* Work to be completed
Number the lines of the material below as a list, starting with the line containing "The client would like the marker" and ending with the line containing "[386,0,1021,438]", both included. Leave out any blank lines.

[Excerpts from a detection dataset]

◆ ◆ ◆ ◆ ◆ ◆ ◆

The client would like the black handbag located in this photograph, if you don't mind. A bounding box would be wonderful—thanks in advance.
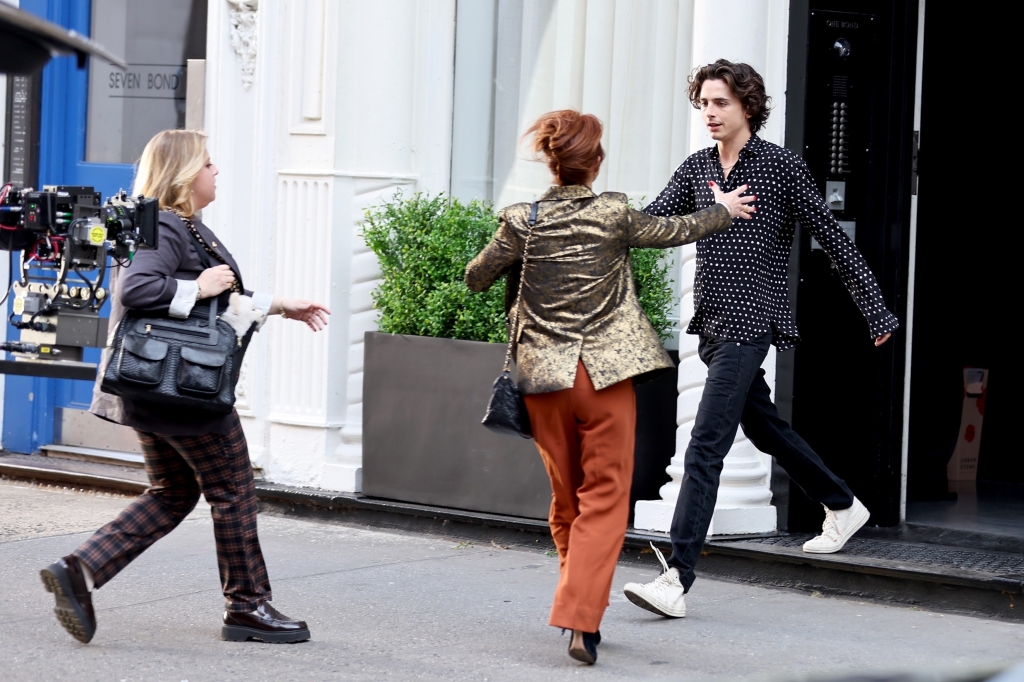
[481,202,539,438]
[100,223,253,414]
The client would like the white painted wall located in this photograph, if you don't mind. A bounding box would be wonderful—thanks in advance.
[204,0,455,491]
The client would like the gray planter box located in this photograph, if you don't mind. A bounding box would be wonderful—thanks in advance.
[362,332,551,518]
[362,332,676,519]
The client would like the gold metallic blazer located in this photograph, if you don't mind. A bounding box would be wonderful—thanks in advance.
[466,185,731,393]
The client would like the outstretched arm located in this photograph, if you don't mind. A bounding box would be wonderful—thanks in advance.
[466,211,519,291]
[790,159,899,346]
[629,182,757,249]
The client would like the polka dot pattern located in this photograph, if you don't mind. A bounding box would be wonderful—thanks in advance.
[644,135,899,350]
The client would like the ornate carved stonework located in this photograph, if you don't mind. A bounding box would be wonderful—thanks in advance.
[227,0,259,90]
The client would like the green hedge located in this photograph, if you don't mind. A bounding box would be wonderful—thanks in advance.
[362,191,673,343]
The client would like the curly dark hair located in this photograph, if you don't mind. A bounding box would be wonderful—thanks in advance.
[686,59,771,133]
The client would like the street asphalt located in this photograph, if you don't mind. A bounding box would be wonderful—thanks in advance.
[0,473,1024,682]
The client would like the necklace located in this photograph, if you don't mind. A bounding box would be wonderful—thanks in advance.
[171,211,245,294]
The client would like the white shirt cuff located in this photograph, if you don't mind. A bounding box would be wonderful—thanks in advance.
[167,280,199,319]
[253,291,273,316]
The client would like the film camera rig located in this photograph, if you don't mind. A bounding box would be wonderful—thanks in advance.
[0,183,160,381]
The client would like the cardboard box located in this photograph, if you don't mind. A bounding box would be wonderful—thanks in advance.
[946,367,988,483]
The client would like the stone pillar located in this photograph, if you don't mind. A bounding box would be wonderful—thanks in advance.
[204,0,455,492]
[634,0,788,535]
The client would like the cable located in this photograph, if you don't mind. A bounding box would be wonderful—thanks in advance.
[0,249,14,307]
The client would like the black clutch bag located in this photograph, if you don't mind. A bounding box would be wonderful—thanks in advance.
[481,202,538,438]
[100,298,253,414]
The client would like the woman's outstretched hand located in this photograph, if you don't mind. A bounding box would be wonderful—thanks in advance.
[280,298,331,332]
[711,182,757,220]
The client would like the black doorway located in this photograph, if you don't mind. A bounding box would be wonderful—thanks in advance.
[773,0,918,531]
[906,2,1024,537]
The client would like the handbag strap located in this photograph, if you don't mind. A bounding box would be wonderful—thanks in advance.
[502,202,541,372]
[178,213,246,294]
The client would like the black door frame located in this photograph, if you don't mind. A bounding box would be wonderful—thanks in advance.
[772,0,919,530]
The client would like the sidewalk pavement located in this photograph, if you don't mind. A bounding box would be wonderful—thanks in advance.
[0,481,1024,682]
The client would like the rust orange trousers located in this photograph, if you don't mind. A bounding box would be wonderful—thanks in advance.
[525,360,636,632]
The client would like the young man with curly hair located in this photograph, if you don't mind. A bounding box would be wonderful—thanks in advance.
[625,59,899,617]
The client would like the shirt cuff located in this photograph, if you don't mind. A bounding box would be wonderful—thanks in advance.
[252,291,273,316]
[868,311,899,339]
[167,280,199,319]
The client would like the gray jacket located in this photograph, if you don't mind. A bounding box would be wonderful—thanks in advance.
[89,211,272,436]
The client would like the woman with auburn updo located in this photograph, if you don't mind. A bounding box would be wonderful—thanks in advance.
[42,130,330,642]
[466,110,753,664]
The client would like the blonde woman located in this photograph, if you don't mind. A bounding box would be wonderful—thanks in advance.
[41,130,330,642]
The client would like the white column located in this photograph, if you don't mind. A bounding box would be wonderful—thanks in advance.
[204,0,455,491]
[634,0,788,535]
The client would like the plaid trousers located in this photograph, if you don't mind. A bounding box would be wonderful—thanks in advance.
[74,414,271,612]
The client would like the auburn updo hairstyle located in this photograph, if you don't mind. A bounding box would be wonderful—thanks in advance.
[523,109,604,184]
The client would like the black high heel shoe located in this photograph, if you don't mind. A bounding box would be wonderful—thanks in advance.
[569,630,601,666]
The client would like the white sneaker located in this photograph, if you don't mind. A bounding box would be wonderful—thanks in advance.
[623,543,686,619]
[804,498,871,554]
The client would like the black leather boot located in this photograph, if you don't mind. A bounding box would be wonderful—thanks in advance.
[226,602,309,644]
[39,556,96,644]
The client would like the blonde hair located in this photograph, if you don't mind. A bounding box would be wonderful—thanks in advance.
[132,125,206,216]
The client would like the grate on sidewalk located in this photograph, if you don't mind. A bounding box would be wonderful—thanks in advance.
[741,535,1024,579]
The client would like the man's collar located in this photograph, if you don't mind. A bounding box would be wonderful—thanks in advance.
[538,184,596,202]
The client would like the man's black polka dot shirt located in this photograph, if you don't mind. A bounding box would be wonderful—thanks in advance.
[644,135,899,350]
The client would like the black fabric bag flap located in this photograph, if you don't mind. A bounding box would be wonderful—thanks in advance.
[124,334,168,360]
[181,346,227,367]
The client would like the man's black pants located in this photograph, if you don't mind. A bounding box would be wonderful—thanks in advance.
[669,334,853,592]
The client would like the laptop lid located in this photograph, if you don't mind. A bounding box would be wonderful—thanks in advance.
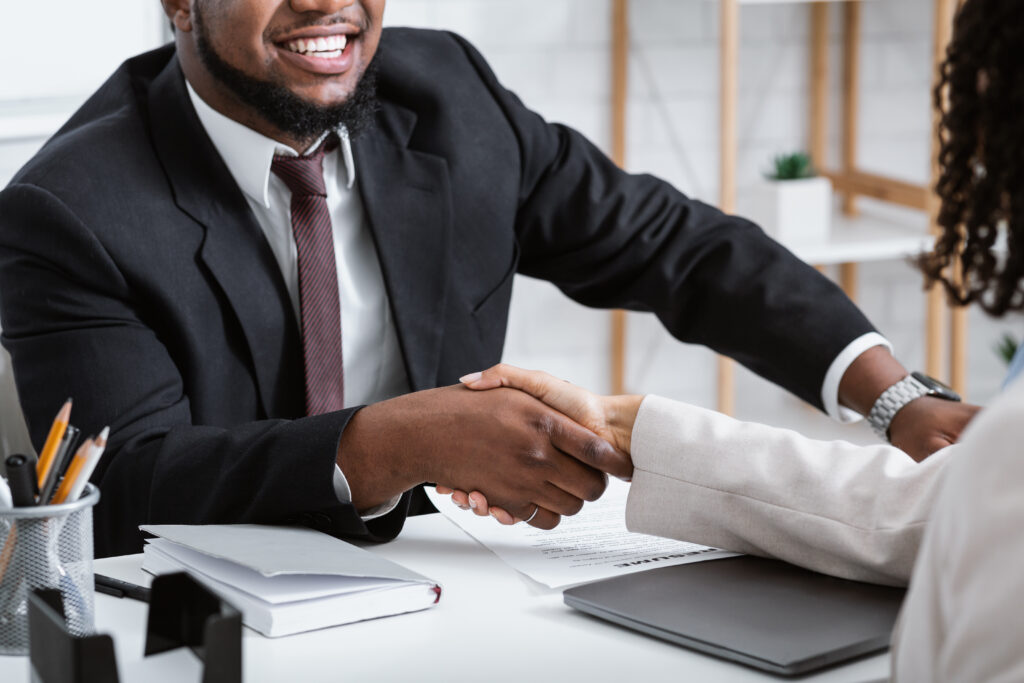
[563,555,905,676]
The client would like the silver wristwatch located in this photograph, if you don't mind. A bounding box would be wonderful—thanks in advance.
[867,373,961,441]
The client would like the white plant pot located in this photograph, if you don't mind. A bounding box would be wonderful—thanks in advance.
[750,178,833,245]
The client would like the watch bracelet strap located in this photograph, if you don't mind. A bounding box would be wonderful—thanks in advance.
[867,375,932,441]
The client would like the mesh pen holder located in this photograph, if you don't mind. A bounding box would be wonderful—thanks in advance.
[0,483,99,654]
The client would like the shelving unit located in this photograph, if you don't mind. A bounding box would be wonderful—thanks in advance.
[611,0,967,414]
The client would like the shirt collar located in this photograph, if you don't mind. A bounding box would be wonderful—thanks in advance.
[185,80,355,208]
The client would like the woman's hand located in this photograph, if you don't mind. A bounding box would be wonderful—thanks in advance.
[436,364,643,524]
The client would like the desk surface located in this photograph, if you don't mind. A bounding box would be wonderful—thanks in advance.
[0,514,889,683]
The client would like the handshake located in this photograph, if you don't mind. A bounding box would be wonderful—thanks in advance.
[436,365,643,529]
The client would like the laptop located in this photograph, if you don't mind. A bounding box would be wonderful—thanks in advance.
[563,555,905,676]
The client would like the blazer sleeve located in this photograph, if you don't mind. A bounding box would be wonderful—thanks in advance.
[0,183,409,556]
[455,31,873,409]
[892,380,1024,683]
[627,396,959,586]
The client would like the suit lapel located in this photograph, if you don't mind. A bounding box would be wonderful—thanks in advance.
[150,57,304,417]
[352,107,452,391]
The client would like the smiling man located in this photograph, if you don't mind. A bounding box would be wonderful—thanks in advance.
[0,0,974,555]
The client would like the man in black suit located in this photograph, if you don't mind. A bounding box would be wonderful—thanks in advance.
[0,0,973,555]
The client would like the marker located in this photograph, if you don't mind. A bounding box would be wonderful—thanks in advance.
[0,477,14,512]
[4,454,36,508]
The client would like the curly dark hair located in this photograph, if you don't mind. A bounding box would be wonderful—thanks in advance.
[919,0,1024,315]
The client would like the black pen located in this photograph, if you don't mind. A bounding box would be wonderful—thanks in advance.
[5,454,37,508]
[96,573,150,602]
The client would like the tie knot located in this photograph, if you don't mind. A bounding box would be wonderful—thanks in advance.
[270,135,337,197]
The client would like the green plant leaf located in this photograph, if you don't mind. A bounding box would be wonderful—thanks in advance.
[768,152,817,180]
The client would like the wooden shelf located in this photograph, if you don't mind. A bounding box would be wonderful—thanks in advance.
[783,209,935,265]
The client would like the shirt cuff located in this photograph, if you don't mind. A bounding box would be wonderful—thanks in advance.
[821,332,893,424]
[334,465,401,522]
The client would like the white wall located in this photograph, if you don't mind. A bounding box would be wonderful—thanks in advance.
[0,0,1021,436]
[386,0,1021,438]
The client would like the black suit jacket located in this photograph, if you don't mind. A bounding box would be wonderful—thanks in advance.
[0,29,871,556]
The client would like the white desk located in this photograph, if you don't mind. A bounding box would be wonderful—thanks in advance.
[0,514,889,683]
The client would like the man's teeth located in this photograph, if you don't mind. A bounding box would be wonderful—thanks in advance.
[286,34,348,58]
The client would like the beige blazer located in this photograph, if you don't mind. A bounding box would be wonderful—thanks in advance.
[627,381,1024,681]
[626,396,957,586]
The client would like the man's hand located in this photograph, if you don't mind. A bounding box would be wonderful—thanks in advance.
[338,386,633,528]
[839,346,981,462]
[437,364,643,524]
[889,396,981,462]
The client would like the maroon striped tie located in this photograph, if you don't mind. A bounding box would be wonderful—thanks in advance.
[270,135,345,415]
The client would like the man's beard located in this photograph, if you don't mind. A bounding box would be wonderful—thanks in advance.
[193,3,377,140]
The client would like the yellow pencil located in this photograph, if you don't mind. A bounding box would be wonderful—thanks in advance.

◆ ◆ ◆ ◆ ◆ ◆ ◆

* Expected answer
1. The client would like the marker located in this photograph, if you don't mind. A bounding box would be wonderful—thanks in advance.
2. [0,477,14,512]
3. [4,454,36,508]
4. The client would like the curly dark hair located in this photograph, if you don't mind. A bounding box would be wonderful—thanks in advance.
5. [919,0,1024,315]
6. The client would like the black pen located in this photograph, if you don't mind. A bounding box would be wonderful—thanks in advance.
7. [5,454,37,508]
8. [96,573,150,602]
9. The client would like the tie knot located in this photograph, if you don't mind. A bounding box would be wonderful—thanks in advance.
10. [270,135,337,197]
11. The client would like the green plant leaf located in this photograph, if you don't mind. A bounding box would be wonderful—thanks in advance.
12. [768,152,817,180]
13. The client would like the wooden shelf located in this photograph, if you don't mind. A bounding box would be wonderful—thanks in advance.
14. [783,209,935,265]
15. The client would like the shirt cuff located in this photograph, if you don't mind. A bounding box would be wonderful—thanks in advance.
16. [821,332,893,424]
17. [334,465,401,522]
18. The client would like the white wall located in this photograph, if you don't mind. A bounding box would be wonderful—thanks in advance.
19. [0,0,1021,436]
20. [386,0,1021,438]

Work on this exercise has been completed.